* **Required work**
Repeat each entry as written and leave the images out of the copy.

— Start Dataset —

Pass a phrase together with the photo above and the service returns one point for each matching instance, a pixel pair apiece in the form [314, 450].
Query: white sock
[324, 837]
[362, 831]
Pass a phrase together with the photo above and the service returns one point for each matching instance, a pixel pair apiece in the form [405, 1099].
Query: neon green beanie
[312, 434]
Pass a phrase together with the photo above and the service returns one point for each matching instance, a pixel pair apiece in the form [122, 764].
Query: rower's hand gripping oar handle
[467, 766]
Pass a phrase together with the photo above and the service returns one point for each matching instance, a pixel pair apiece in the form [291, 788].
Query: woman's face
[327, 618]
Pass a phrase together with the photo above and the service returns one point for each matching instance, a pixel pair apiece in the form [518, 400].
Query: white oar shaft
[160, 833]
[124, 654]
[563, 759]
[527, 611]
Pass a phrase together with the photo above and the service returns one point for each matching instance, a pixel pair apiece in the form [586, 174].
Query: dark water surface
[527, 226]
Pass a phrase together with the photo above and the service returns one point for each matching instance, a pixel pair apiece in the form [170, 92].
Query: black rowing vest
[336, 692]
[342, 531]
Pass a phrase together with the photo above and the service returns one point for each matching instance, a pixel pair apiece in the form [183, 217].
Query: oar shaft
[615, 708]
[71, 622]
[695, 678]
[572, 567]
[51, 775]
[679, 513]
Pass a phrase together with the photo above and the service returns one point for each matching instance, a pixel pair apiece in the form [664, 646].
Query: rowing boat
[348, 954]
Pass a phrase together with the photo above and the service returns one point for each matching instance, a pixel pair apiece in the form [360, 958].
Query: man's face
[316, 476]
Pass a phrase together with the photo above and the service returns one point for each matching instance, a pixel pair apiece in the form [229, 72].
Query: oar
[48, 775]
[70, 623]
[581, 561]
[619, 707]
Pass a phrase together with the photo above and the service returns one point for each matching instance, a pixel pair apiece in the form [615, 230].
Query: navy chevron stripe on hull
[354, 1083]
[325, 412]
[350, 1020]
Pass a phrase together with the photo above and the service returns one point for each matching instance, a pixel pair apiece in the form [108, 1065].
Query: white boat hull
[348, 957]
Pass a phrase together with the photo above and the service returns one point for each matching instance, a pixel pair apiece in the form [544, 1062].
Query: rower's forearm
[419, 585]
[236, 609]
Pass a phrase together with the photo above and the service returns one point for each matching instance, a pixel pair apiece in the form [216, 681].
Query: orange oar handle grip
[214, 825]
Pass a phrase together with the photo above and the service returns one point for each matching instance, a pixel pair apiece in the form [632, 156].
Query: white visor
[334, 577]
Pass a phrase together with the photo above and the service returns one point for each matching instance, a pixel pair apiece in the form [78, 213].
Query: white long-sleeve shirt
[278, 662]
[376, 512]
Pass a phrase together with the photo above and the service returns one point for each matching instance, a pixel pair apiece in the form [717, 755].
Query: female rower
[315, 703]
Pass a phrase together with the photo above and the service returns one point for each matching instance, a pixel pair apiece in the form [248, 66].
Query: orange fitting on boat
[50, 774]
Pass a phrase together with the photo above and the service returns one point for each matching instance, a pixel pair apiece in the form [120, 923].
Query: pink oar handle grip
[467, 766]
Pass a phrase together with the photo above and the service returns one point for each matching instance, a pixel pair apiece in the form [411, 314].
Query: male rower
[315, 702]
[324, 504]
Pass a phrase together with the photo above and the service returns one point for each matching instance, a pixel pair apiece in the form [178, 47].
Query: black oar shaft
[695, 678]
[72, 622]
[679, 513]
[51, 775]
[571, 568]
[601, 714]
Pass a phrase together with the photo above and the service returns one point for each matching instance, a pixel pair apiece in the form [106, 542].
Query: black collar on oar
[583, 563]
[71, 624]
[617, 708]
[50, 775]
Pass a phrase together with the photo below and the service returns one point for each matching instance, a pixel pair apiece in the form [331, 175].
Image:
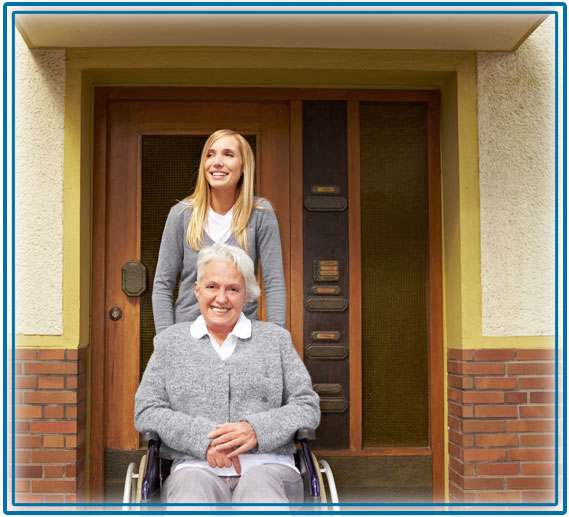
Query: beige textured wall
[39, 110]
[517, 186]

— End Dataset —

* **Result of this task**
Pass a phrase together with the photo above and the service returns one point for each matching instance, a pixel pair apiece in the form [314, 450].
Query: white sock
[324, 837]
[362, 831]
Pass a phrase together with the photo above and the service returns one point for each matching instance, a pixel pair apiece in the form [405, 1099].
Query: neon green beanie
[312, 434]
Pass a phrase together with the photo above and the service returns one point for each matching instance, a pixel pair apiece in the form [122, 764].
Query: rower's hand gripping oar handle
[467, 766]
Pass a phrase together with the photo above and the service returns one point for each matching instance, a pixel pair apiece in the form [291, 788].
Query: woman's face
[327, 618]
Pass a phrase together with the photo above and the service returns one point for each matching instance, a pixel pair apiece in the form [518, 400].
Query: white oar shaft
[160, 833]
[124, 654]
[563, 759]
[527, 611]
Pass a phrase together with the photo above and the service returns one point for each matching instance, a pixel pair apiece in the form [586, 174].
Query: dark water surface
[527, 226]
Pass a phrase together with the photo above and the service returns one point for each matching instance, a pixel pair apiece in the form [170, 92].
Query: black rowing vest
[336, 692]
[342, 531]
Pass a phrase together with the photo above and the service returns one point for each matching instance, a pixel pair apiece in the form [183, 217].
Query: oar shaft
[615, 708]
[71, 622]
[695, 678]
[572, 567]
[51, 775]
[679, 513]
Pass a phrase together with the photo above and the service returns one point for each matching instance, a pixel pair apiece in the form [664, 646].
Query: rowing boat
[348, 954]
Pass a phrase together with the photo above and the service returns one point for each matching instance, a pixel pair apiece in the form [360, 958].
Query: man's face
[316, 476]
Pass a phrase together with the photo above and the service returns one point for each matching instance, a pixel pair apiece in the form [229, 72].
Query: oar
[48, 775]
[70, 623]
[581, 561]
[619, 707]
Pass a phrase together with the photo above and the service returns one point for each matching instance, a pixel pair apiece in the form [615, 230].
Query: navy chevron stripe on hull
[354, 1083]
[325, 412]
[350, 1020]
Pass a phrase together with the photo above and the service returns one point for each matching instance, a pixel pair apiece in the form [108, 1065].
Query: white boat hull
[348, 957]
Pass a phrase together with the photo above and the service returns one point for each matching instance, a pixel pair apiece in the form [544, 1062].
Query: rower's forearm
[419, 585]
[236, 609]
Pass a phrase together with the photo above and the service returns one point for each matching instance, a pixel pair apiece in the form [216, 681].
Query: orange oar handle grip
[214, 825]
Pass a phrase together with the photo above and the service returns one point for each matching instance, a pixel pair apiece in the form [632, 156].
Query: white visor
[334, 577]
Pass a phrase together with the photo above and the service returns one point for each matching instance, a pixel pair apiece in the form [78, 213].
Query: white long-sleeve shirt
[278, 662]
[376, 512]
Pass a phrase together with the photo above and the service returns one point for each matching instance, a pixel pair apiece in the form [717, 755].
Query: female rower
[315, 703]
Pass a phrase together with the photo above and the service returns one point for each matching instance, a pixel pair apiece in the form [248, 66].
Query: orange fitting on boat
[50, 774]
Pass a phrase together with the photo above and the service returns one point for each matching instance, a pixel pair apiece in the form [120, 923].
Query: pink oar handle grip
[467, 766]
Pass a phrase together with the photo above and the service returns one point for each matching instance, a pixel pair apiece in the form [411, 314].
Query: male rower
[315, 702]
[324, 504]
Pass a phrase together with the photo above and the service returns one point for each matching instance, a pixel pair apiece in the form [178, 47].
Query: black oar shaft
[695, 678]
[72, 622]
[679, 513]
[51, 775]
[571, 568]
[601, 714]
Pass a phrase together with the photo above and the service returns one point for each matching instance, a pixel pair apiece in the form [106, 542].
Query: black collar on oar
[583, 563]
[71, 624]
[617, 708]
[50, 775]
Pass a phrase together with the photo below and the service returns one point for each matching instance, a pixel pair apiece in the form [331, 175].
Image:
Query: beige textured wall
[39, 110]
[517, 186]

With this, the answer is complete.